- [Exercise] Which lines of the entries below contain the word "that"? Return each of those lines in full.

--- BEGIN Input records ---

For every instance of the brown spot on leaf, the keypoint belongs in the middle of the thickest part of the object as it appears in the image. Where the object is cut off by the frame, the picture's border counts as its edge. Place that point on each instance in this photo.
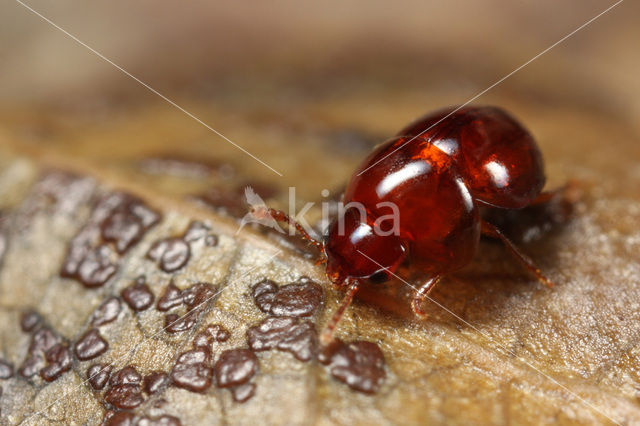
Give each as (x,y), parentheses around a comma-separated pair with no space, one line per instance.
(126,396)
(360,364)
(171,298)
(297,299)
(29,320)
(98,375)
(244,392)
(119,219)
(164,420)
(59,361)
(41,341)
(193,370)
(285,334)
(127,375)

--- END Input records ---
--- BEGIN Input records ---

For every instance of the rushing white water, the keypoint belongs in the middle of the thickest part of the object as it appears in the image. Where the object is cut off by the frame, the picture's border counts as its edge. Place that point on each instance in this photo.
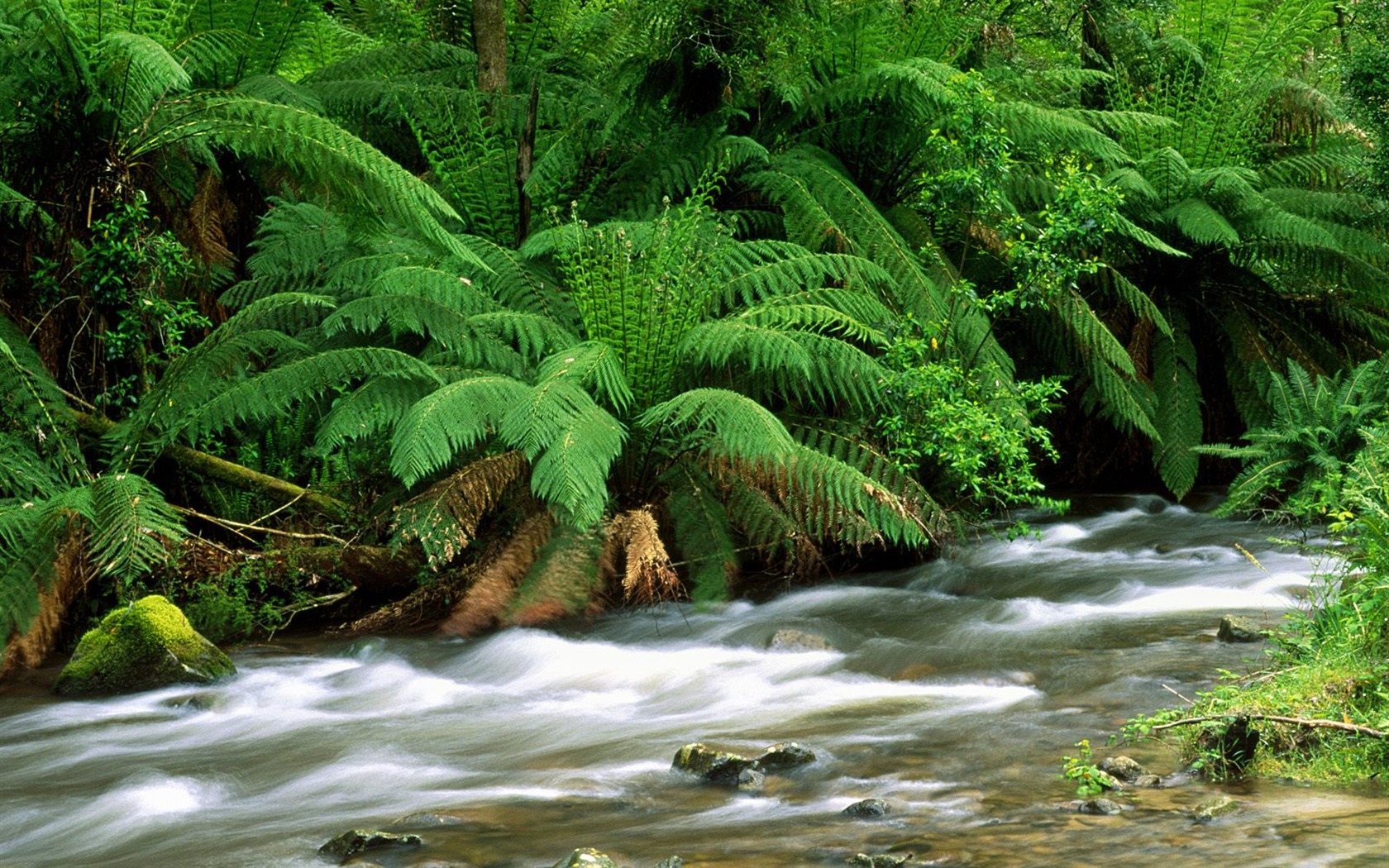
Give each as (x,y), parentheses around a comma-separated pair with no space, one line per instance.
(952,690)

--- END Input records ---

- [Solution]
For every instance of the brown spot on leaf, the keypoint belongs in the middle of the thickest part of the object as it appears in the image. Where the object is cut off by the frame, the picture's border counts as its edge. Place that point on each instance in this photo.
For every instance of the rushing white water, the keypoint belongs in the middle of the thickest part of the object as it appears in the image. Where the object is cut off by the frame, the picture's border counts as its edge. Place that point on each instance in this photo.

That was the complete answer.